Annotated photo localization data
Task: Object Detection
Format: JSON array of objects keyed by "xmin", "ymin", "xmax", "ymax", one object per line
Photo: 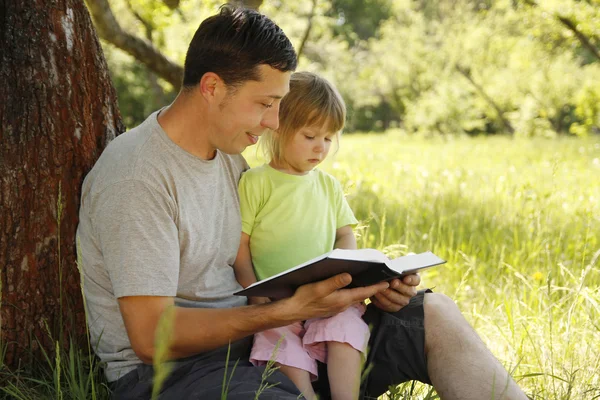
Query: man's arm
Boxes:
[{"xmin": 119, "ymin": 273, "xmax": 389, "ymax": 363}]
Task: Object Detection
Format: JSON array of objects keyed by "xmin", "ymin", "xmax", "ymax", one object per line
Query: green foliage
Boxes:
[
  {"xmin": 98, "ymin": 0, "xmax": 599, "ymax": 135},
  {"xmin": 151, "ymin": 306, "xmax": 176, "ymax": 399},
  {"xmin": 327, "ymin": 0, "xmax": 393, "ymax": 44},
  {"xmin": 2, "ymin": 131, "xmax": 600, "ymax": 398},
  {"xmin": 570, "ymin": 78, "xmax": 600, "ymax": 136},
  {"xmin": 97, "ymin": 0, "xmax": 217, "ymax": 128},
  {"xmin": 104, "ymin": 46, "xmax": 176, "ymax": 129},
  {"xmin": 245, "ymin": 133, "xmax": 600, "ymax": 399}
]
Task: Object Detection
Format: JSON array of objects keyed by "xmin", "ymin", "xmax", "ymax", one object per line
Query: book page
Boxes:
[
  {"xmin": 388, "ymin": 251, "xmax": 446, "ymax": 274},
  {"xmin": 328, "ymin": 248, "xmax": 390, "ymax": 264}
]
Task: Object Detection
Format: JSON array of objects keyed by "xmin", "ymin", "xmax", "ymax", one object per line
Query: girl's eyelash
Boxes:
[{"xmin": 263, "ymin": 103, "xmax": 273, "ymax": 108}]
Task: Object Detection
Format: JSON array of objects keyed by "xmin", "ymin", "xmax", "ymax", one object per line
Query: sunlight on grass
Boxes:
[
  {"xmin": 247, "ymin": 134, "xmax": 600, "ymax": 399},
  {"xmin": 1, "ymin": 134, "xmax": 598, "ymax": 399}
]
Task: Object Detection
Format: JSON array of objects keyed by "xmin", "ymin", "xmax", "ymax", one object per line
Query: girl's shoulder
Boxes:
[{"xmin": 313, "ymin": 169, "xmax": 344, "ymax": 190}]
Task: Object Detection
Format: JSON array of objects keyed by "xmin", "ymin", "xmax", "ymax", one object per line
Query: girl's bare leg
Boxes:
[
  {"xmin": 278, "ymin": 363, "xmax": 318, "ymax": 400},
  {"xmin": 327, "ymin": 341, "xmax": 362, "ymax": 400}
]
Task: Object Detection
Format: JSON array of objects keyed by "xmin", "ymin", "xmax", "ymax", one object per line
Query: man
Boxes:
[{"xmin": 77, "ymin": 5, "xmax": 528, "ymax": 399}]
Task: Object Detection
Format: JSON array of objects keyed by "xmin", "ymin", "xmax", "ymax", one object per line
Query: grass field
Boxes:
[
  {"xmin": 2, "ymin": 134, "xmax": 599, "ymax": 399},
  {"xmin": 247, "ymin": 133, "xmax": 600, "ymax": 399}
]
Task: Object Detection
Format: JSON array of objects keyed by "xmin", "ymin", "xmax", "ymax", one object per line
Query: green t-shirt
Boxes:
[{"xmin": 239, "ymin": 164, "xmax": 358, "ymax": 281}]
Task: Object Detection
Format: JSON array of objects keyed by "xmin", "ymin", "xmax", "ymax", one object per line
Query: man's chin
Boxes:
[{"xmin": 219, "ymin": 144, "xmax": 249, "ymax": 156}]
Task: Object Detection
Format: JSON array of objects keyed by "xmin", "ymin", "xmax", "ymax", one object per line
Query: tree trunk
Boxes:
[{"xmin": 0, "ymin": 0, "xmax": 124, "ymax": 368}]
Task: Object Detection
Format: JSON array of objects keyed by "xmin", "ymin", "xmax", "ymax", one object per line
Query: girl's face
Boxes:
[{"xmin": 273, "ymin": 125, "xmax": 336, "ymax": 175}]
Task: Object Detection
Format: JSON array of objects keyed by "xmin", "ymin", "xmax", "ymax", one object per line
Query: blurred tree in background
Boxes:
[{"xmin": 85, "ymin": 0, "xmax": 600, "ymax": 136}]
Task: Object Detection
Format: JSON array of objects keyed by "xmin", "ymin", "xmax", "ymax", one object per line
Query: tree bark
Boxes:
[{"xmin": 0, "ymin": 0, "xmax": 124, "ymax": 368}]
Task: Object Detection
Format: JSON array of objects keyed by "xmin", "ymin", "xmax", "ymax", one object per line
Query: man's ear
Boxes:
[{"xmin": 199, "ymin": 72, "xmax": 226, "ymax": 103}]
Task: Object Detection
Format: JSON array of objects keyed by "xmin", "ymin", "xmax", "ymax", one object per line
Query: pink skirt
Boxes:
[{"xmin": 249, "ymin": 303, "xmax": 369, "ymax": 379}]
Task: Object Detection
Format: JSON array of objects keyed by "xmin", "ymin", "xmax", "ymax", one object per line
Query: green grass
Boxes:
[
  {"xmin": 333, "ymin": 134, "xmax": 600, "ymax": 399},
  {"xmin": 1, "ymin": 134, "xmax": 599, "ymax": 399},
  {"xmin": 248, "ymin": 134, "xmax": 600, "ymax": 399}
]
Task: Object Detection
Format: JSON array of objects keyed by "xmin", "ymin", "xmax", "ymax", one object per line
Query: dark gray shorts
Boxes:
[{"xmin": 111, "ymin": 289, "xmax": 432, "ymax": 399}]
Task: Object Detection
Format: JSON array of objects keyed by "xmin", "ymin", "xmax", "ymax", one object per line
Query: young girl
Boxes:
[{"xmin": 233, "ymin": 71, "xmax": 369, "ymax": 400}]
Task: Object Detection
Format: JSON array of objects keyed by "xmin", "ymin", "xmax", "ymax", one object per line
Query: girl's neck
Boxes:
[{"xmin": 268, "ymin": 159, "xmax": 311, "ymax": 176}]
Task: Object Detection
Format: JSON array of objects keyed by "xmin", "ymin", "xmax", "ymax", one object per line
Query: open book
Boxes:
[{"xmin": 234, "ymin": 249, "xmax": 446, "ymax": 300}]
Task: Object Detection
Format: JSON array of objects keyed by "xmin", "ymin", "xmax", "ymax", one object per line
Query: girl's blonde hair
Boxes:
[{"xmin": 261, "ymin": 71, "xmax": 346, "ymax": 164}]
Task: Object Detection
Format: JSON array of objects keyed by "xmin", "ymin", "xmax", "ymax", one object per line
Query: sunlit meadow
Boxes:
[
  {"xmin": 246, "ymin": 133, "xmax": 600, "ymax": 399},
  {"xmin": 2, "ymin": 134, "xmax": 599, "ymax": 400}
]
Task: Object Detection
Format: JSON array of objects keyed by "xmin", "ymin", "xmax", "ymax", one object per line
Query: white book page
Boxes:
[
  {"xmin": 328, "ymin": 248, "xmax": 390, "ymax": 264},
  {"xmin": 388, "ymin": 251, "xmax": 445, "ymax": 273}
]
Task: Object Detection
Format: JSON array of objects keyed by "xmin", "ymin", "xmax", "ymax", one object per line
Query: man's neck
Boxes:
[{"xmin": 157, "ymin": 93, "xmax": 217, "ymax": 160}]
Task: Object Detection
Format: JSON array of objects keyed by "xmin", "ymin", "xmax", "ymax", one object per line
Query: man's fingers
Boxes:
[
  {"xmin": 389, "ymin": 279, "xmax": 418, "ymax": 297},
  {"xmin": 347, "ymin": 281, "xmax": 389, "ymax": 302},
  {"xmin": 383, "ymin": 289, "xmax": 411, "ymax": 306},
  {"xmin": 372, "ymin": 292, "xmax": 394, "ymax": 309},
  {"xmin": 400, "ymin": 273, "xmax": 421, "ymax": 287},
  {"xmin": 314, "ymin": 273, "xmax": 353, "ymax": 295},
  {"xmin": 369, "ymin": 296, "xmax": 384, "ymax": 310}
]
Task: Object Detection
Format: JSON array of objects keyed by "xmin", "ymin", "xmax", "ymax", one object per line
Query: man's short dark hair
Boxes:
[{"xmin": 182, "ymin": 5, "xmax": 297, "ymax": 89}]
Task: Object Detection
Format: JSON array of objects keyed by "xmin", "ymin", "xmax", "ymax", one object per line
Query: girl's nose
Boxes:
[{"xmin": 314, "ymin": 139, "xmax": 326, "ymax": 153}]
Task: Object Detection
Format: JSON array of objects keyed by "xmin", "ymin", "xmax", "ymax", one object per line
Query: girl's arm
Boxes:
[
  {"xmin": 334, "ymin": 225, "xmax": 357, "ymax": 250},
  {"xmin": 233, "ymin": 232, "xmax": 270, "ymax": 304},
  {"xmin": 233, "ymin": 232, "xmax": 256, "ymax": 287}
]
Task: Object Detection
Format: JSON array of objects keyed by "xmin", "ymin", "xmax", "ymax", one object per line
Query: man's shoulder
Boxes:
[
  {"xmin": 220, "ymin": 152, "xmax": 250, "ymax": 178},
  {"xmin": 239, "ymin": 163, "xmax": 270, "ymax": 182},
  {"xmin": 81, "ymin": 112, "xmax": 167, "ymax": 196},
  {"xmin": 97, "ymin": 112, "xmax": 160, "ymax": 164}
]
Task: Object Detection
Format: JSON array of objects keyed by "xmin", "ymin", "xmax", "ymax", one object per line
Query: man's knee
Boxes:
[
  {"xmin": 423, "ymin": 293, "xmax": 460, "ymax": 333},
  {"xmin": 423, "ymin": 292, "xmax": 471, "ymax": 353},
  {"xmin": 423, "ymin": 292, "xmax": 459, "ymax": 316}
]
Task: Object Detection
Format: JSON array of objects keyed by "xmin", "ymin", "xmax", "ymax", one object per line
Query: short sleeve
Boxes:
[
  {"xmin": 238, "ymin": 171, "xmax": 262, "ymax": 235},
  {"xmin": 333, "ymin": 178, "xmax": 359, "ymax": 229},
  {"xmin": 92, "ymin": 180, "xmax": 180, "ymax": 298}
]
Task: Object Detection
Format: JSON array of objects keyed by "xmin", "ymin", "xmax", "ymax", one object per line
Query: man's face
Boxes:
[{"xmin": 210, "ymin": 65, "xmax": 291, "ymax": 155}]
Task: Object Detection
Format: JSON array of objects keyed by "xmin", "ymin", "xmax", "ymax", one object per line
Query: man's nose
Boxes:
[{"xmin": 260, "ymin": 106, "xmax": 280, "ymax": 130}]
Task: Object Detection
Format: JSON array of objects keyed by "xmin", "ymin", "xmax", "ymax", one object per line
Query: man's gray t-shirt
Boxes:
[{"xmin": 76, "ymin": 110, "xmax": 248, "ymax": 382}]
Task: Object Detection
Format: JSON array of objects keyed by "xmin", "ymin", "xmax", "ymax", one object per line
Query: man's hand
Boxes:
[
  {"xmin": 248, "ymin": 296, "xmax": 271, "ymax": 305},
  {"xmin": 283, "ymin": 273, "xmax": 389, "ymax": 322},
  {"xmin": 370, "ymin": 273, "xmax": 421, "ymax": 313}
]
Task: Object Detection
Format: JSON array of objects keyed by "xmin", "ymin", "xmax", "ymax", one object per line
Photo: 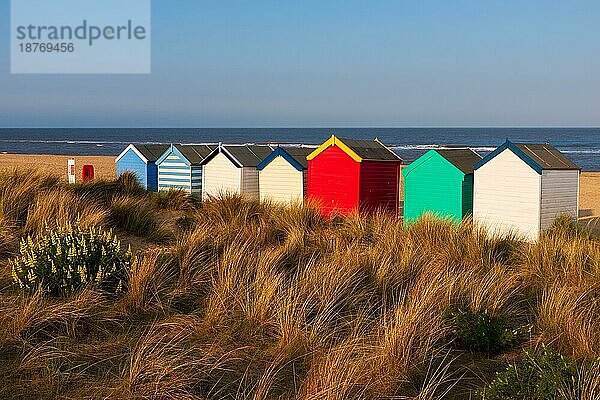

* **Work to be completed**
Go through the records and show every line with the string "dark" in it.

* **Your response**
Query: dark gray shorts
Query: man's short dark hair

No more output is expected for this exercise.